Моя расшифровка заключительной части
видеолекции журналиста, музыкального критика и главреда проекта «Полка» Юрия Сапрыкина про то, как мы начали мыслить и воспринимать мир маленькими кусочками или твитами, а не целостно. И вот Юрий в конце поясняет, какими необычными способами с этой тенденцией начало бороться самое высокое искусство, чтобы человек мог заново научиться глубоко воспринимать и переживать то, что он видит, слышит и чувствует. И есть что-то в этой борьбе и от дзэнского созерцания, мне кажется. Если долго наблюдать за чем-то «некусочным» своим даже самым обыденным и часто отвлекаемым навыком смотрения, то это уже для кого-то может стать величайшим открытием и переживанием в жизни.
Не знаю, заметили ли вы, но если посмотреть сейчас на программу любого крупного кинофестиваля вплоть до московского, я не знаю, долетал, долетают ли такие вещи до Казани, но наверняка долетят в самом скором времени. Если смотреть на программу любого крупного фестиваля, там обязательно присутствует несколько фильмов, может быть, не в основном конкурсе, но где-то, которые длятся 8 часов, 10 часов, 12 часов. И которые показывают вот таким одним махом. То есть тебе нужно прийти на показ картины филиппинского режиссёра Лав Диаса и отсидеть восемь часов его каких-то галлюцинаторных фантазий, завязанных на филиппинской истории. И вообще по всему миру набирается достаточное количество людей, которые в любом крупном городе, которые готовы себя вот в это погрузить, да? Просто взять и прожить 8 часов жизни, абсолютно выпав из реальности и погрузившись в какую-то совершенно экзотическую диковинную сновидческую чужую реальность.

+===+

● **РАБОЧИЕ ЗАДАНИЯ**:
1: Ответьте по расшифровке лекции на три вопроса, каждый ответ с новой строки и с той же буквой:
(a) Главным редактором какого проекта назван Юрий Сапрыкин?
(b) Картину какого режиссёра, по словам лектора, нужно отсидеть восемь часов?
(c) Какую продолжительность фильмов на крупных фестивалях называет лектор?
2: Пожалуйста, продолжите расшифровку лекции с того места, где она обрывается, сохраняя разговорную манеру лектора.

+===+

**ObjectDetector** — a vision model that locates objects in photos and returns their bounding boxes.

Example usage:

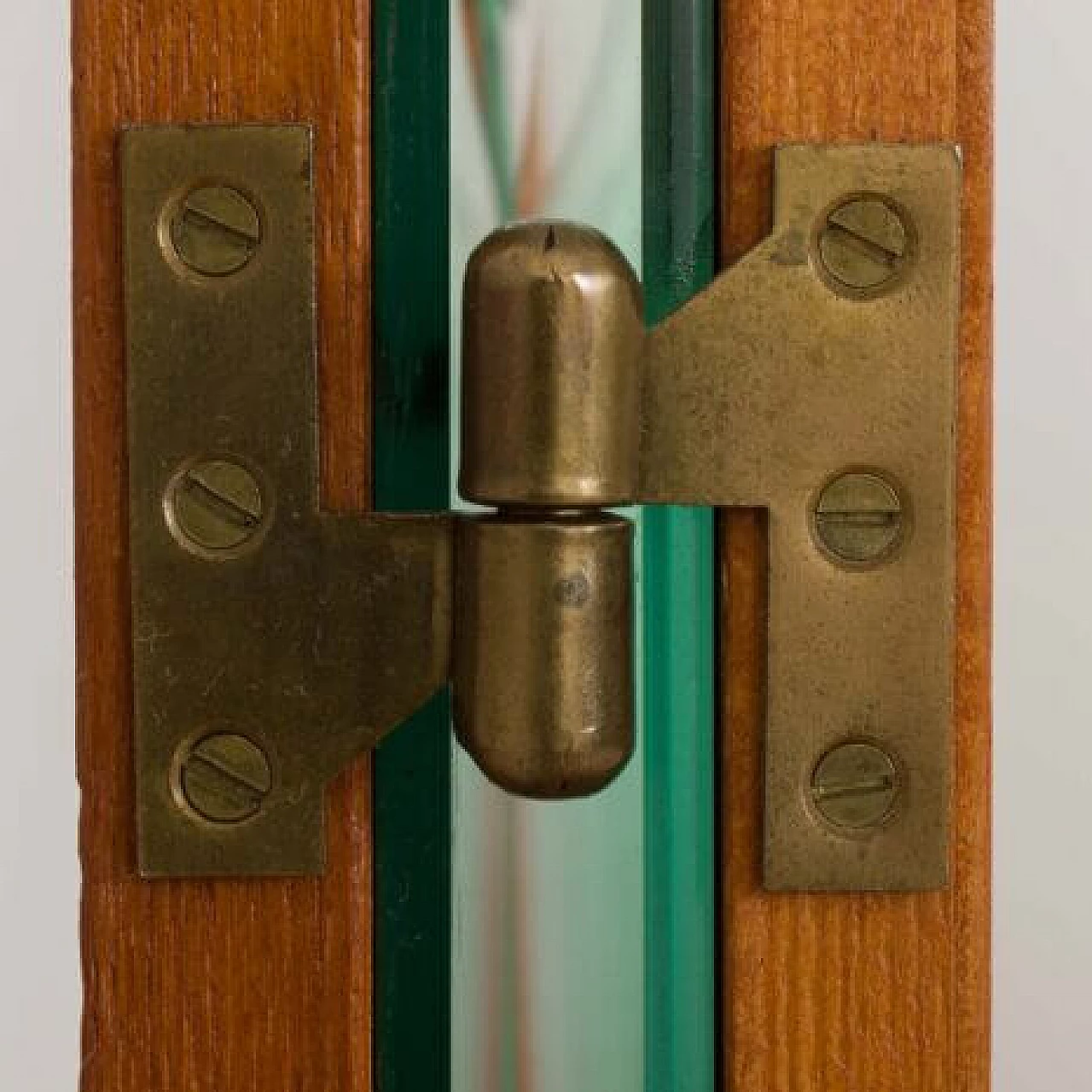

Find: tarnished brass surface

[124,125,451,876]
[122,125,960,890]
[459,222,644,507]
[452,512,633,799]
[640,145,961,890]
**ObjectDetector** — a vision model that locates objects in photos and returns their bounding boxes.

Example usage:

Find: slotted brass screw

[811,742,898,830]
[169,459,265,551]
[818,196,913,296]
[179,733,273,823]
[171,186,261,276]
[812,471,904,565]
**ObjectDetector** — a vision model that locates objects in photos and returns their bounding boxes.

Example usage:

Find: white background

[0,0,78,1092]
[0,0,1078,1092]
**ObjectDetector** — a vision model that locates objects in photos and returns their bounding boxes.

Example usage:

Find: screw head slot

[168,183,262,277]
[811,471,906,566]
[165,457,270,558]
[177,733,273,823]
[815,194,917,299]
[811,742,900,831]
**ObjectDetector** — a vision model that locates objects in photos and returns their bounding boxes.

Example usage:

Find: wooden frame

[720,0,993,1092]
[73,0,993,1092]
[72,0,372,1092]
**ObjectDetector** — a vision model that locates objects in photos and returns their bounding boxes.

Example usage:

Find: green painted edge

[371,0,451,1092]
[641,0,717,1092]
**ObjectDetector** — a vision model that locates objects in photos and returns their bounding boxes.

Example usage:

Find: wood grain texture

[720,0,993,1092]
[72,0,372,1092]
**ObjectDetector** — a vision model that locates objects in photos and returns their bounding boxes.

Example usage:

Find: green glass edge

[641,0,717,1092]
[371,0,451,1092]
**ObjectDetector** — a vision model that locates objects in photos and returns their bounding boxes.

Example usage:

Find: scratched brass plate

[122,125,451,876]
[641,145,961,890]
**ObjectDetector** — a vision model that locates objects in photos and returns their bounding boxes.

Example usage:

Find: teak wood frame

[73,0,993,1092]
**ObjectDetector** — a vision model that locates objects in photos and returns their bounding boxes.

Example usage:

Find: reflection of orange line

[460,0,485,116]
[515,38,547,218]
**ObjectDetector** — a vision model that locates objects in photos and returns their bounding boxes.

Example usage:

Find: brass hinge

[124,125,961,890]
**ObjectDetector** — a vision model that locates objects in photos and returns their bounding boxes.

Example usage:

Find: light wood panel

+===+

● **ИТОГОВЫЕ ОТВЕТЫ**:
1:
(a) Проекта «Полка».
(b) Филиппинского режиссёра Лав Диаса.
(c) 8 часов, 10 часов, 12 часов.

2:
Самой крупной, самая крупная театральная сенсация последних лет - это спектакль режиссера, сейчас боюсь соврать бельгийского, по-моему, режиссера Яна Фабра под названием Olympus. Это спектакль, который длится 24 часа.
Его нельзя посмотреть никак иначе. Ты приходишь, тебя запирают в зале, и ты сутки там сидишь. То есть нет, пожалуйста, можно там прилечь, там какие-то маты лежат, да? Можно в кресле прикорнуть. Ну, как правило, так зрители и делают. В результате каждый видит какой-то свой спектакль. Вот эти куски монтируются у всех по-разному. У кого-то он продолжается по своему во сне у кого-то еще как-то. Но вот там у меня есть несколько знакомых, которые посмотрели этот Olympus, и они говорят, что ну ты выходишь оттуда… Ну помимо того, что это просто ещё очень такое мощное, энергетичное, завязанное на античной мифологии зрелище, ты выходишь оттуда вот до ТАКОЙ СТЕПЕНИ перепаханным, что потом долго не можешь вернуться в так называемую, условно говоря, реальную жизнь. Это опыт, который тебя ну просто вот на физическом уровне перепахивает насквозь.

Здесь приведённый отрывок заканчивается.